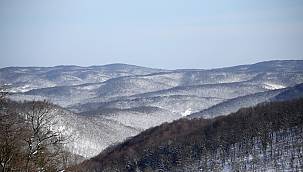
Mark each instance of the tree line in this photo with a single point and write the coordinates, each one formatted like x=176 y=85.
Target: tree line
x=240 y=139
x=28 y=139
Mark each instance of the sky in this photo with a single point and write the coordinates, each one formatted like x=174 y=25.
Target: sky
x=166 y=34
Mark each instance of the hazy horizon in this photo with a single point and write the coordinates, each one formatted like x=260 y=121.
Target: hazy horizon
x=170 y=35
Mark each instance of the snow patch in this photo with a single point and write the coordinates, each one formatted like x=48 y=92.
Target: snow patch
x=186 y=113
x=272 y=86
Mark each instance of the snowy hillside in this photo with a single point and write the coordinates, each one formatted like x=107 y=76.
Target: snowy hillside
x=107 y=104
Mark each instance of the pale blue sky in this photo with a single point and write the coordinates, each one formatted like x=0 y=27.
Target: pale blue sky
x=157 y=33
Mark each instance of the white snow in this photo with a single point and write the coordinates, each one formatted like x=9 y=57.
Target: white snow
x=186 y=113
x=272 y=86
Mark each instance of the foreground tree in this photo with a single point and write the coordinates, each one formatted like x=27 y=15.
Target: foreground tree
x=30 y=139
x=44 y=141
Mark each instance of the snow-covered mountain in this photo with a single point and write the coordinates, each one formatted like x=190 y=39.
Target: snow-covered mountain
x=107 y=104
x=232 y=105
x=22 y=79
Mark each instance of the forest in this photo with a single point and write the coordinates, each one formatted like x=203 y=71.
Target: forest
x=267 y=136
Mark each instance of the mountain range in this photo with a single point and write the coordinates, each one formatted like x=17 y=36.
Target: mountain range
x=103 y=105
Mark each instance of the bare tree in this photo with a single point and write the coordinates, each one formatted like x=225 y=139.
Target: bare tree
x=43 y=140
x=10 y=131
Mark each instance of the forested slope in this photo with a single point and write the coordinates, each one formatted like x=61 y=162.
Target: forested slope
x=267 y=136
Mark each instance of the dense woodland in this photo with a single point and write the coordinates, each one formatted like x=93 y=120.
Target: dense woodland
x=268 y=136
x=27 y=140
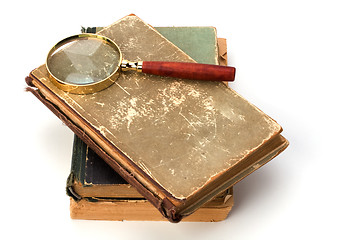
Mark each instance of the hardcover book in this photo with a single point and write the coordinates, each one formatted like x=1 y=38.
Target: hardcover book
x=90 y=176
x=179 y=142
x=99 y=193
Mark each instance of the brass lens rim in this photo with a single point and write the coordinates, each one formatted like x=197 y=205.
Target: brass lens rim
x=84 y=88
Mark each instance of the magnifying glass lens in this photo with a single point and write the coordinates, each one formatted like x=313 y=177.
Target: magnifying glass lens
x=83 y=61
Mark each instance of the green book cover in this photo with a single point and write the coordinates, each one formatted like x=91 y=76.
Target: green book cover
x=88 y=171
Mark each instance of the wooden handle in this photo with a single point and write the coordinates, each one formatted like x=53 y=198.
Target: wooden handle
x=195 y=71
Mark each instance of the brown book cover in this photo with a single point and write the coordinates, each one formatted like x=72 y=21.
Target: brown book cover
x=141 y=210
x=179 y=142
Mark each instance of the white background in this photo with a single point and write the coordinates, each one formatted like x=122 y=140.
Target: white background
x=285 y=55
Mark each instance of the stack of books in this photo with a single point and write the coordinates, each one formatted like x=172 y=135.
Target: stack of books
x=155 y=148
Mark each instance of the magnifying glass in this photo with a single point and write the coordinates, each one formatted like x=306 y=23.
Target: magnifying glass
x=88 y=63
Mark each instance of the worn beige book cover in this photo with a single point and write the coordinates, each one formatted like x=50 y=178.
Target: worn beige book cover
x=141 y=210
x=179 y=142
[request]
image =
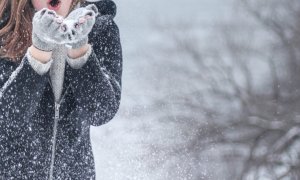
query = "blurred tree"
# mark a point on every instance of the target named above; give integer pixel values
(238, 90)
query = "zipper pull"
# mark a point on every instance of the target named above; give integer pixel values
(57, 105)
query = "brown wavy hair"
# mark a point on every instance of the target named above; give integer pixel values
(15, 33)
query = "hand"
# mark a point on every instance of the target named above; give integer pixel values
(47, 30)
(79, 24)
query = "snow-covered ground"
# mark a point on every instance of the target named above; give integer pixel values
(134, 145)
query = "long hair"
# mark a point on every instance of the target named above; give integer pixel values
(15, 33)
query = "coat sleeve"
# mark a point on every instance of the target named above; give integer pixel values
(97, 84)
(21, 89)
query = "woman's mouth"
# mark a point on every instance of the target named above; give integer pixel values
(54, 4)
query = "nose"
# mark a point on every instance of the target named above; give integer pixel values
(64, 27)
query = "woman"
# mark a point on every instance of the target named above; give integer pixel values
(60, 73)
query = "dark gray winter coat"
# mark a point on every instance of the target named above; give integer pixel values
(91, 96)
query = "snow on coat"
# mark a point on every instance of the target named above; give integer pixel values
(90, 96)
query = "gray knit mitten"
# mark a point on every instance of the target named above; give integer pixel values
(79, 24)
(47, 30)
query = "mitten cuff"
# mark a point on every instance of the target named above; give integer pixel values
(78, 63)
(39, 44)
(78, 44)
(39, 67)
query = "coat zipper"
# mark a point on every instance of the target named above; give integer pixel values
(54, 137)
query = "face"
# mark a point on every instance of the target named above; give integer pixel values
(61, 7)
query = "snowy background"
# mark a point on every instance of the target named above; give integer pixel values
(169, 126)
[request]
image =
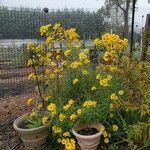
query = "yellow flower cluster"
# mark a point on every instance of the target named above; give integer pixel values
(113, 96)
(109, 56)
(44, 29)
(31, 76)
(115, 127)
(67, 52)
(75, 64)
(69, 144)
(66, 134)
(30, 101)
(52, 108)
(84, 72)
(33, 114)
(62, 117)
(44, 120)
(68, 105)
(71, 34)
(56, 129)
(89, 103)
(93, 88)
(82, 56)
(121, 92)
(106, 137)
(104, 82)
(73, 117)
(75, 81)
(40, 106)
(97, 42)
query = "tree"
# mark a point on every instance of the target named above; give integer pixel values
(124, 6)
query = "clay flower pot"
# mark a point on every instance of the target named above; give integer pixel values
(35, 138)
(87, 142)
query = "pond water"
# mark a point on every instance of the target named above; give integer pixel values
(5, 43)
(15, 42)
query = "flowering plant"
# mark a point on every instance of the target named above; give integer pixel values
(72, 87)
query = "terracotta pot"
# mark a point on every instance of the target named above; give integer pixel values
(88, 142)
(34, 138)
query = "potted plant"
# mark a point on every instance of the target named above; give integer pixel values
(80, 95)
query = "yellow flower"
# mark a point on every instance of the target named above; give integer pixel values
(56, 129)
(79, 111)
(111, 115)
(66, 134)
(56, 26)
(31, 76)
(121, 92)
(63, 141)
(52, 108)
(66, 107)
(82, 56)
(49, 54)
(75, 65)
(102, 128)
(33, 114)
(73, 117)
(104, 82)
(40, 106)
(44, 29)
(49, 40)
(105, 134)
(89, 103)
(52, 76)
(44, 120)
(64, 63)
(86, 51)
(71, 34)
(30, 62)
(30, 46)
(97, 41)
(71, 101)
(59, 140)
(62, 117)
(111, 106)
(46, 98)
(98, 77)
(30, 101)
(106, 140)
(109, 77)
(67, 52)
(53, 64)
(115, 127)
(113, 96)
(58, 57)
(93, 88)
(86, 61)
(107, 56)
(84, 72)
(75, 81)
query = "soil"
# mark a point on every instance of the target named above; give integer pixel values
(88, 131)
(12, 107)
(23, 125)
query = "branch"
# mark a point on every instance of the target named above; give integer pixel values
(117, 3)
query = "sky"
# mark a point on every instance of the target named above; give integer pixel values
(143, 7)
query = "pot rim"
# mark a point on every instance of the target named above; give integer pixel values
(87, 136)
(20, 119)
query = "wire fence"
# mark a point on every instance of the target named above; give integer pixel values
(19, 26)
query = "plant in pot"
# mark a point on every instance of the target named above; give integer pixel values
(84, 96)
(34, 126)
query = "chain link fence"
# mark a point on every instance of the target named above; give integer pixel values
(18, 26)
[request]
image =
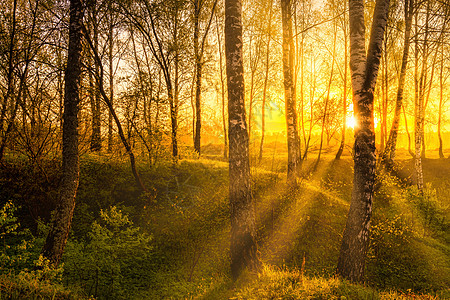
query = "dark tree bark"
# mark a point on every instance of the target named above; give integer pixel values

+ + + + + + +

## [Work to complete]
Could you count how many lines in the records contain the word "zipper"? Only the number is needed.

## [Task solution]
2